* **What is being asked**:
Give the number of lines below that contain the word "white", and reply with only that number.

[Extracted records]
⁂
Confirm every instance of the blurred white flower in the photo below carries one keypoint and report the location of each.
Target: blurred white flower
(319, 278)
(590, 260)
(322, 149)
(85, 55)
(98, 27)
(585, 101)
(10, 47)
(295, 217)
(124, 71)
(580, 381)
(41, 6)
⁂
* **Answer below**:
2